A Tale of Two Babies

It was the best of times, it was…the best of times!  I was pregnant with my first, long-awaited, child.  Any first time mother will know how terrified I felt at the prospect of being responsible for another human being, and how thrilled I was to finally become a Mother.

Mr. Charm’s due date was the 20th, and right on schedule, I began labor.  False labor.  Irritating labor.  Prodromal labor.  It started on Sunday, and I had contractions all the way through until Tuesday at my 40 week checkup appointment.

My meconium-filled water broke on the examining table, and the doctor said to get to the hospital ASAP.

My ‘plan’ to have a non-intervention, pain-med-free delivery was soon thwarted by the hospital staff.  I won’t go into details here, as it is a veritable 20 page essay all on its own, but my sons delivery brought every intervention I’ve ever heard of except the C-section.

He was born with a lovely (sarcasm) purple-black hue to his skin, and didn’t breathe or make noise for several minutes after birth.  Because of our traumatic delivery, the NICU team was waiting to evaluate him and thank goodness they were there!  He was running a fever at birth, and they whisked him away for treatment immediately.

After my son was born, I only got to hold him once for ten minutes of the first 6 hours of his life.

Then we spent a week in the NICU.  He was born a full 9 pounds, 3 ounces, but he had a fever (indicative of an infection) so he needed the full round of antibiotics, which are only administered by the NICU.

Ask me how long it took me to understand that as the reason we were in the NICU.  Go on, I dare you.

See, I was seriously drugged out for the first, oh, month or so of his life.  I’m sensitive to narcotics, and had a 4th degree tear from his entry into the world, so after a heavy-handed epidural they kept me on heavy narcotics for the pain.  I did not understand why he was in the NICU for months.

But, we were released a week after he was born, and we brought our precious bundle home.

Within days, he had such bad nasal congestion that he was choking at night, so we turned our bedroom into a sauna with the humidifier, elevated him, used decongestants, everything and anything the doctor could suggest.  Finally, he cleared up.

The Geek was able to take a full month and a half of paternity leave, so the very first time in my life that I was ever alone with a baby was when my husband went back to work and left me alone with our 5 week old.

Fun times.

::::

*WORK TASK A:* Reproduce the birth story word for word, starting at "A Tale of Two" and ending at "become a Mother.".
*WORK TASK B:* Does the birth story agree with each statement? Answer yes or no and quote the deciding words. (i) The son weighed 9 pounds, 3 ounces at birth. (ii) The delivery ended in a C-section. (iii) The Geek took two weeks of paternity leave.
The records have nothing to do with the birth story.

::::

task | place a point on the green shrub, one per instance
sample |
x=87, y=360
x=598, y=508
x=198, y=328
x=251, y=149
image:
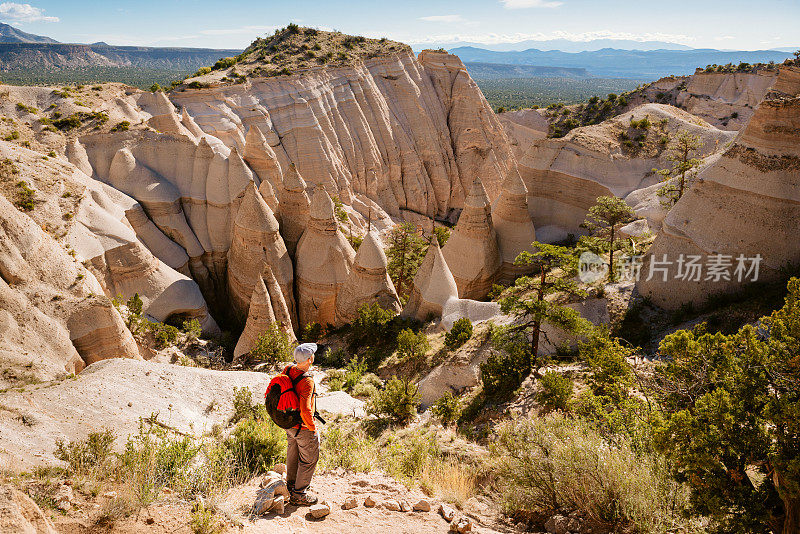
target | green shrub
x=192, y=329
x=313, y=332
x=165, y=335
x=442, y=234
x=459, y=334
x=507, y=366
x=243, y=407
x=204, y=520
x=411, y=345
x=153, y=460
x=68, y=123
x=256, y=445
x=397, y=401
x=353, y=450
x=273, y=346
x=89, y=455
x=556, y=390
x=447, y=409
x=553, y=462
x=123, y=126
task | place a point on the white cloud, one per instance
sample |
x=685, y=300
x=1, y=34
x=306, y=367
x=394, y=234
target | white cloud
x=444, y=18
x=13, y=12
x=240, y=30
x=497, y=38
x=525, y=4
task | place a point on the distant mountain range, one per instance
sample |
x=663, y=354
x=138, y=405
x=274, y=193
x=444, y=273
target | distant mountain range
x=563, y=45
x=493, y=71
x=10, y=34
x=613, y=63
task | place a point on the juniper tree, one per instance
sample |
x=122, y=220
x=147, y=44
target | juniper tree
x=540, y=298
x=604, y=221
x=684, y=168
x=732, y=410
x=406, y=250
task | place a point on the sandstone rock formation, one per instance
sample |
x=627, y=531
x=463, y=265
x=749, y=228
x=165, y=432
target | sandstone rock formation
x=256, y=242
x=267, y=306
x=434, y=293
x=368, y=283
x=472, y=252
x=726, y=100
x=748, y=194
x=54, y=318
x=565, y=176
x=294, y=207
x=324, y=260
x=410, y=134
x=514, y=227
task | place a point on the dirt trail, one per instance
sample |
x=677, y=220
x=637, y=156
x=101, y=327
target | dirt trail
x=170, y=515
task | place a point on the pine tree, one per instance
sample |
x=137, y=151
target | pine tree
x=604, y=221
x=550, y=288
x=406, y=250
x=684, y=167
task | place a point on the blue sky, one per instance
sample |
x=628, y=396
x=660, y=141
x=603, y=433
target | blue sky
x=730, y=24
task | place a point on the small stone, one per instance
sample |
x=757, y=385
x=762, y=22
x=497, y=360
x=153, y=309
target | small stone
x=461, y=525
x=393, y=506
x=269, y=478
x=63, y=495
x=558, y=524
x=279, y=468
x=275, y=486
x=422, y=505
x=448, y=513
x=319, y=510
x=278, y=505
x=263, y=504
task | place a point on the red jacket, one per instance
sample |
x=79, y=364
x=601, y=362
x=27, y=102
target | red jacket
x=305, y=392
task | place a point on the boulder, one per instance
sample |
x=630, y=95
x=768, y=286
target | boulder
x=368, y=283
x=461, y=525
x=319, y=511
x=422, y=505
x=350, y=503
x=472, y=252
x=20, y=515
x=391, y=505
x=324, y=261
x=447, y=512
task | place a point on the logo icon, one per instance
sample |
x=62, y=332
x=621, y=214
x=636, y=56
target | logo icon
x=591, y=268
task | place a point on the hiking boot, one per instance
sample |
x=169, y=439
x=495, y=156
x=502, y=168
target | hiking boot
x=303, y=499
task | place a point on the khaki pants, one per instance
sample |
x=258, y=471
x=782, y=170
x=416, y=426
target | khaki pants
x=302, y=454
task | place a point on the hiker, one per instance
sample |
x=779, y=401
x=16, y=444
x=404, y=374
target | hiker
x=290, y=402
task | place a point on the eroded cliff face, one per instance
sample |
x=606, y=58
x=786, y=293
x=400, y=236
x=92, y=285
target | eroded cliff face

::::

*ANSWER AREA A:*
A Tale of Two Babies

It was the best of times, it was…the best of times!  I was pregnant with my first, long-awaited, child.  Any first time mother will know how terrified I felt at the prospect of being responsible for another human being, and how thrilled I was to finally become a Mother.

*ANSWER AREA B:*
(i) Yes: "He was born a full 9 pounds, 3 ounces"
(ii) No: "my sons delivery brought every intervention I’ve ever heard of except the C-section"
(iii) No: "The Geek was able to take a full month and a half of paternity leave"